• EXCERPT TO READ:
◇ ◇ ◇ ◇ ◇
The VCC may be configured such that it exists entirely on a single drive or on multiple drives across multiple data centers and formats. The flexibility of this approach stems from the ability of the system to virtualize storage such that applications do not care how or where the encrypted data is being stored. Applications only to interact with the system for sending data to encrypt and for retrieving that data to decrypt. The system may manage one or more storage locations. Some benefits of this approach may include:

    • A VCC may exist wholly within a single hard drive making it easy to transport safely to another hard drive. For example, a VCC can be placed on a USB stick and remain fully encrypted until such time the system is used to access that VCC.
    • A VCC may have markers that restrict its use under certain circumstances. For example, a VCC can be encoded to work only when located on a specific drive or hardware MAC Address or some other signature ID. the VCC can be restricted to work only when accessed from a specific geo location or a certainly time of day or date. The system will not be able to encrypt or decrypt data unless these VCC conditions are met.
    • A VCC eliminates an application needing to know what the underlying storage media is and what the specific API is for that media. For example, there are many cloud data stores such as Amazon S3 and MS Azure that all have unique APIs that must be integrated into the application before those services can be utilized. The system may provide a single API to all those storage options including direct on-device storage.
    • Replication and backup options are facilitated through the use of a VCC and a variety of options may exist. For example, if a VCC is wholly stored on a single device, such as a tablet computer, the VCC may be periodically duplicated and stored off-device as backup. If a VCC spans multiple storage locations, the system may be configured to replicate each storage request in real time to a parallel VCC. The underlying data stores (e.g., Amazon S3 Cloud) may also have their own backup process enabled which will work seamlessly with the system.



FIG. 27 is a flowchart illustrating a method 2700 for utilizing a virtual cryptological container for storing encrypted data in accordance with various aspects of the present disclosure. Referring to FIG. 27, at block 2710, a setup configuration file including a pathname to each of the available storage locations may be specified. The storage locations may be on a hard disk drive on the device, may mounted drives in a LAN or across a WAN to remote cloud service endpoints, or may be a combination thereof. The setup configuration file may also specify other system options.


At block 2720, the system may be launched, and at block 2740 a VCC may be established. For example, the system may read the setup configuration file and establish the VCC for subsequent access. At block 2750, the system may be accessed to encrypt or decrypt data. For example, an application that needs to encrypt or decrypt data may make an API call to the system. At block 2760, the data may be encrypted or decrypted via a VCC as requested by the application. For example, the system may execute the application's request by encrypting and storing the data in the VCC or retrieving and decrypting data stored in the VCC.
◇ ◇ ◇ ◇ ◇
• RECORD EXTRACTS:
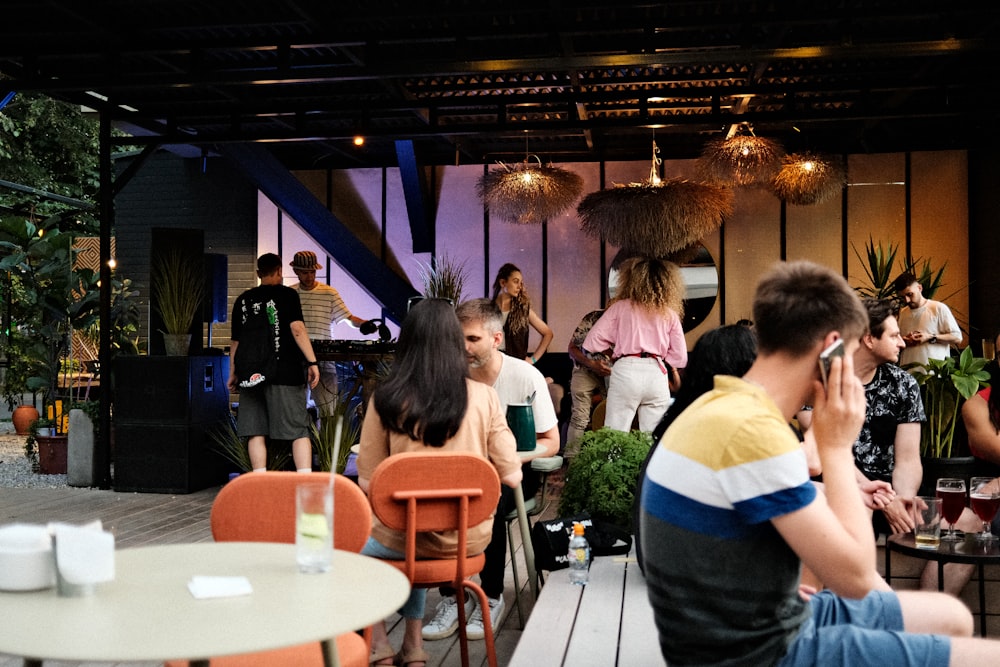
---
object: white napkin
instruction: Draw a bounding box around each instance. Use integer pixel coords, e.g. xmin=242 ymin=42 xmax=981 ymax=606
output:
xmin=49 ymin=521 xmax=115 ymax=584
xmin=188 ymin=575 xmax=253 ymax=600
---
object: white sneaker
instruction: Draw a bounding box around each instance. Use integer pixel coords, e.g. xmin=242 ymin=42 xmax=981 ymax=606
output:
xmin=420 ymin=595 xmax=474 ymax=639
xmin=465 ymin=595 xmax=503 ymax=639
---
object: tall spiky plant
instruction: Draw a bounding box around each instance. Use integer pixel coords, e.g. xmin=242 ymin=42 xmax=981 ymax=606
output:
xmin=151 ymin=248 xmax=205 ymax=334
xmin=420 ymin=255 xmax=466 ymax=305
xmin=851 ymin=236 xmax=899 ymax=299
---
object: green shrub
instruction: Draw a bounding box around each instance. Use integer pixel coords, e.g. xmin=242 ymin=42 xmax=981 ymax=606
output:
xmin=559 ymin=428 xmax=653 ymax=531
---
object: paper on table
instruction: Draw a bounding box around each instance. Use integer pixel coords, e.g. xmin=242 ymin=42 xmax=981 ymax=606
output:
xmin=49 ymin=521 xmax=115 ymax=584
xmin=188 ymin=575 xmax=253 ymax=600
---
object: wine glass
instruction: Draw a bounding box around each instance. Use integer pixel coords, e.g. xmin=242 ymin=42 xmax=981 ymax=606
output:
xmin=969 ymin=477 xmax=1000 ymax=542
xmin=937 ymin=477 xmax=965 ymax=542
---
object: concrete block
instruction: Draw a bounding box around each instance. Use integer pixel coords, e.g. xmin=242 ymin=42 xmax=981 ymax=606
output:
xmin=66 ymin=409 xmax=96 ymax=486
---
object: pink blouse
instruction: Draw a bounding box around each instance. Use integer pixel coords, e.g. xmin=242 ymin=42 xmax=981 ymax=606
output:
xmin=583 ymin=299 xmax=687 ymax=368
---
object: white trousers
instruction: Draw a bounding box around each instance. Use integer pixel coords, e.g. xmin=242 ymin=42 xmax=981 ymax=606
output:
xmin=604 ymin=357 xmax=671 ymax=432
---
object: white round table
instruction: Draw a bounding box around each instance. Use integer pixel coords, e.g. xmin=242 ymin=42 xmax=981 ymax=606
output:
xmin=0 ymin=542 xmax=410 ymax=665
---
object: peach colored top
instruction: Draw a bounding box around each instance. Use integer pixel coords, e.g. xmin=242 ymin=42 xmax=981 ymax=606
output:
xmin=358 ymin=380 xmax=521 ymax=558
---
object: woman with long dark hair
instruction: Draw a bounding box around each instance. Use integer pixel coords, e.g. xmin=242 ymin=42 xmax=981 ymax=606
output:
xmin=491 ymin=262 xmax=553 ymax=364
xmin=358 ymin=299 xmax=521 ymax=665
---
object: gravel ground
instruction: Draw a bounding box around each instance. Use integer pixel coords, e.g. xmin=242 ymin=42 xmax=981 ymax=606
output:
xmin=0 ymin=421 xmax=66 ymax=489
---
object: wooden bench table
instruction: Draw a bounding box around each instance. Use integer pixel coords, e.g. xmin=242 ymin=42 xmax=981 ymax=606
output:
xmin=510 ymin=552 xmax=666 ymax=667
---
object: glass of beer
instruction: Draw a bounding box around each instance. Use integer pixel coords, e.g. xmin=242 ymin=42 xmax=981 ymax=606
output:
xmin=937 ymin=477 xmax=965 ymax=542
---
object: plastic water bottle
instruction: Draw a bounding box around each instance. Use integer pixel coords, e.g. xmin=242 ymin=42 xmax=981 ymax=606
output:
xmin=569 ymin=523 xmax=590 ymax=586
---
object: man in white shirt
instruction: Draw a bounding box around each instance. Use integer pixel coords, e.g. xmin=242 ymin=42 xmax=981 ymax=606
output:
xmin=289 ymin=250 xmax=365 ymax=415
xmin=893 ymin=272 xmax=962 ymax=366
xmin=422 ymin=299 xmax=559 ymax=640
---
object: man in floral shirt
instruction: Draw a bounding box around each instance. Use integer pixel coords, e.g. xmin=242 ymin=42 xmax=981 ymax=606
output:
xmin=563 ymin=310 xmax=611 ymax=459
xmin=854 ymin=299 xmax=926 ymax=534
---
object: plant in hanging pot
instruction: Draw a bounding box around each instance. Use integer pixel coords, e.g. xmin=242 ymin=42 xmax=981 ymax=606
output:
xmin=150 ymin=248 xmax=205 ymax=356
xmin=908 ymin=347 xmax=990 ymax=458
xmin=906 ymin=347 xmax=989 ymax=495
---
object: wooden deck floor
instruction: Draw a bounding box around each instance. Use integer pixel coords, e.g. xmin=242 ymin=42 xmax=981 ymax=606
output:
xmin=0 ymin=474 xmax=555 ymax=667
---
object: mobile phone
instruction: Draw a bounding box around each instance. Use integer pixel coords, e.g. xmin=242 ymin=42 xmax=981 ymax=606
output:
xmin=819 ymin=338 xmax=844 ymax=387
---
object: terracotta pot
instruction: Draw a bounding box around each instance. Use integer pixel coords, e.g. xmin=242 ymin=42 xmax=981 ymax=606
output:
xmin=35 ymin=433 xmax=69 ymax=475
xmin=10 ymin=405 xmax=38 ymax=435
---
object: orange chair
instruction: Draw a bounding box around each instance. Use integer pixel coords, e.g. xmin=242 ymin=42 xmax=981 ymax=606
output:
xmin=368 ymin=452 xmax=500 ymax=667
xmin=164 ymin=472 xmax=372 ymax=667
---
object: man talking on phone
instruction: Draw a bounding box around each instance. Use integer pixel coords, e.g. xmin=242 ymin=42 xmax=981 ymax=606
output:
xmin=639 ymin=262 xmax=1000 ymax=667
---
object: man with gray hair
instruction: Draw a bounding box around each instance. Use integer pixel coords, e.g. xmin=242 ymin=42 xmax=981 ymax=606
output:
xmin=422 ymin=299 xmax=559 ymax=639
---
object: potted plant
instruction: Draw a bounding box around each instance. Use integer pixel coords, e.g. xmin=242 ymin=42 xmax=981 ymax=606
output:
xmin=0 ymin=216 xmax=100 ymax=435
xmin=150 ymin=247 xmax=205 ymax=356
xmin=208 ymin=414 xmax=292 ymax=477
xmin=906 ymin=347 xmax=990 ymax=493
xmin=559 ymin=428 xmax=653 ymax=532
xmin=420 ymin=255 xmax=466 ymax=306
xmin=310 ymin=393 xmax=361 ymax=474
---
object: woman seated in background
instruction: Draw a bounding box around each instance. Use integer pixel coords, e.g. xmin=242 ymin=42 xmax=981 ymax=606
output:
xmin=632 ymin=324 xmax=757 ymax=572
xmin=358 ymin=299 xmax=521 ymax=666
xmin=492 ymin=262 xmax=552 ymax=364
xmin=583 ymin=257 xmax=687 ymax=433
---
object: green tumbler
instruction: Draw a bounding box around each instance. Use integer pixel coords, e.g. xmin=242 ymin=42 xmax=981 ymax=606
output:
xmin=507 ymin=403 xmax=535 ymax=452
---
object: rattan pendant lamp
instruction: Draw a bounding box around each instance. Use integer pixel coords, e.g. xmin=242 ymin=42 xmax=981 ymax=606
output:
xmin=477 ymin=139 xmax=583 ymax=225
xmin=576 ymin=139 xmax=733 ymax=257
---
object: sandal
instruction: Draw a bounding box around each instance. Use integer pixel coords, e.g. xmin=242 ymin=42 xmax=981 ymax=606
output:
xmin=396 ymin=648 xmax=431 ymax=667
xmin=368 ymin=644 xmax=396 ymax=667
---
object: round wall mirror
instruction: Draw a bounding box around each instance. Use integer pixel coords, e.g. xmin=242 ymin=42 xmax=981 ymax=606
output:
xmin=608 ymin=243 xmax=719 ymax=332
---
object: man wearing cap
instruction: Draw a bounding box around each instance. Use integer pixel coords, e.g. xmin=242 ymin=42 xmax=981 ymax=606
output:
xmin=893 ymin=272 xmax=962 ymax=366
xmin=289 ymin=250 xmax=365 ymax=415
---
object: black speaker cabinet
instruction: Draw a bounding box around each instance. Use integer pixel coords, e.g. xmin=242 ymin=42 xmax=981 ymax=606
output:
xmin=114 ymin=356 xmax=229 ymax=424
xmin=202 ymin=253 xmax=229 ymax=324
xmin=114 ymin=422 xmax=227 ymax=493
xmin=113 ymin=356 xmax=229 ymax=493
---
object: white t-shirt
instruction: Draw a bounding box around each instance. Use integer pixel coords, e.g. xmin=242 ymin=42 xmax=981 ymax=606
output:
xmin=899 ymin=299 xmax=962 ymax=366
xmin=493 ymin=354 xmax=559 ymax=433
xmin=292 ymin=283 xmax=351 ymax=340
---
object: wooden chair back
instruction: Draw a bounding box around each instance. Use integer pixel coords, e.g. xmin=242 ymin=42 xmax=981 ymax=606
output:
◇ ◇ ◇ ◇ ◇
• THE TASK:
Write the next part of the passage above on virtual cryptological containers, continuing on from its final sentence.

• RESULT FOR THIS EXERCISE:
XVI. Additional Features


In accordance with various aspects of the present disclosure, the system may include a security engine having an ability to adapt to regulatory restrictions. The system may be configured with non-export restricted AES-128 or lower ciphers. Alternatively, the system may be configured to utilize FIPS 140-2 libraries or an external encryption hardware appliance. The system is not tied to any encryption cipher and therefore adapts and grows with user needs and requirements. For example, for users in countries where strong crypto libraries cannot be exported to the system may be configured with libraries permitted under US export law.


Further, the system may operate as a centralized server or encryption appliance as well as having an ability to run on an endpoint device to protect data upon capture. In accordance with the present disclosure, the data fragments may have tamper detection upon being received to eliminate possibility of hacker changing data in transit. The system authenticates individual fragments as they are being received. Several methods may be used to perform this authentication including but not limited to GCM based AES-256 encryption. Fragments that fail this authentication are identified as tampered and will be rejected. Depending on configuration, FHOOSH will respond in a variety of ways such as key rotation, connection termination or by resending the fragment.


While various embodiments have been described above, it should be understood that they have been presented by way of example only, and not of limitation. The breadth and scope should not be limited by any of the above-described exemplary embodiments. Where this document refers to technologies that would be apparent or known to one of ordinary skill in the art, such technologies encompass those apparent or known to the skilled artisan now or at any time in the future. In addition, the described embodiments are not restricted to the illustrated example architectures or configurations, but the desired features can be implemented using a variety of alternative architectures and configurations. As will become apparent to one of ordinary skill in the art after reading this document, the illustrated embodiments and their various alternatives can be implemented without confinement to the illustrated example. One of ordinary skill in the art would also understand how alternative functional, logical or physical partitioning and configurations could be utilized to implement the desired features of the described embodiments.


Furthermore, although items, elements or components can be described or claimed in the singular, the plural is contemplated to be within the scope thereof unless limitation to the singular is explicitly stated. The presence of broadening words and phrases such as “one or more,” “at least,” “but not limited to” or other like phrases in some instances shall not be read to mean that the narrower case is intended or required in instances where such broadening phrases can be absent.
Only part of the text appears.